Recorded data:

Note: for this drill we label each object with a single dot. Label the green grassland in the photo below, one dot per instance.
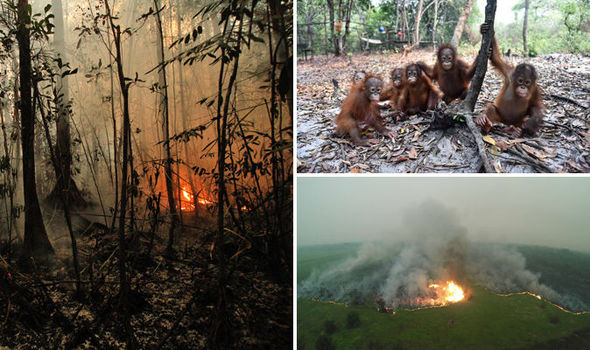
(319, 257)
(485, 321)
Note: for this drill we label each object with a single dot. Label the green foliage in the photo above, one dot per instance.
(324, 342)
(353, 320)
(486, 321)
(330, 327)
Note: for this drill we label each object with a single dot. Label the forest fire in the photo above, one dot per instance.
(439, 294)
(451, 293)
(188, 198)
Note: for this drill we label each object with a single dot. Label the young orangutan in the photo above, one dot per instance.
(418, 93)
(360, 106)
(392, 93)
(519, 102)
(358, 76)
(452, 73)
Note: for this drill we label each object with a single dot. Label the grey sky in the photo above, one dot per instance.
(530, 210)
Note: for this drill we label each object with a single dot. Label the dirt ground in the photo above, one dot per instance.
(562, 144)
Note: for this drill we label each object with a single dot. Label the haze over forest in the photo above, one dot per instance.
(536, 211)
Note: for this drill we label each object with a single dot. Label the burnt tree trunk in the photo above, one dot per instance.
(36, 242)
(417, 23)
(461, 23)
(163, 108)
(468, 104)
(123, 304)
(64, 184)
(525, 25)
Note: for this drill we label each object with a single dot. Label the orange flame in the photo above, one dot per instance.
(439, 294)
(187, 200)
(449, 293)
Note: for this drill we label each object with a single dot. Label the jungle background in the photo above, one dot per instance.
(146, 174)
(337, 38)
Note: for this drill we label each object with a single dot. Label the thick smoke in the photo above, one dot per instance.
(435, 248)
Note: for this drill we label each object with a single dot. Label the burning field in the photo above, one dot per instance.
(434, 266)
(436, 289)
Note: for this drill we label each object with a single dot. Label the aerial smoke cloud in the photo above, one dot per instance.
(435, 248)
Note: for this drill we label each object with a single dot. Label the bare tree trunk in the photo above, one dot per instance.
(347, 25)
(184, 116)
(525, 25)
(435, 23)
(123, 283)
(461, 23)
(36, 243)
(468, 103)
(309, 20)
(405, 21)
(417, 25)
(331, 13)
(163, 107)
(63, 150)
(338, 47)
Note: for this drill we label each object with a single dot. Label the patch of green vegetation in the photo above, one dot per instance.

Prompt: Copy the records again, from the line containing "Label the young" up to and including the last line of the records, requests included. Multiply every coordinate in the answers by 1.7 and round each result to a whole number, with halves rounded up.

Correct answer:
Note: for this drill we label each object with a single dot. Label the young orangutan in the photo above, one dot per instance.
(711, 158)
(612, 180)
(666, 158)
(882, 173)
(609, 129)
(768, 124)
Note: for this drill we label each object with a single dot. Label the grey sky in the photo above, one dot per instance.
(901, 357)
Note: for this drill we label each object with a single dot. Label the dirt ground in the photo above, one dot per instance.
(955, 245)
Note: for this drill we label each object with a single dot. Label the haze over forest in the photo above, one dot per instance.
(911, 359)
Note: for this drill we label each object with a single dot. Label the burnt tree trunk in the photo above, one dot per instance.
(61, 411)
(709, 39)
(784, 39)
(277, 184)
(796, 177)
(209, 517)
(109, 313)
(893, 43)
Note: for this drill we label each object with a single dot. Label the orange flame in the photo above, one dot per instance.
(746, 500)
(318, 340)
(763, 498)
Note: for this drill we label each object with a single dot. Label the jungle background in the photo above, one dot per instance.
(248, 296)
(573, 65)
Note: for this drill we label each object with a single dot. Label the thick smoke in the photo above, one dot per instance.
(740, 422)
Note: for this drill we label each object with a single dot. Label the burning field in the photo above, one dot per instance.
(738, 452)
(741, 491)
Note: for this drill we label each object with a single dot. Label the aerial smoke cloud in the photo above, one dot per instance.
(740, 422)
Note: for this drill we label each object with a single dot. Label the bare tree trunk in the photo above, one dot per instance.
(590, 43)
(313, 197)
(893, 43)
(740, 39)
(209, 481)
(784, 39)
(61, 413)
(796, 175)
(525, 34)
(689, 36)
(709, 43)
(563, 22)
(277, 182)
(107, 255)
(575, 80)
Note: for this drill we label each object with a single dot. Label the patch of green vegetation in the photo above, one dot per instance.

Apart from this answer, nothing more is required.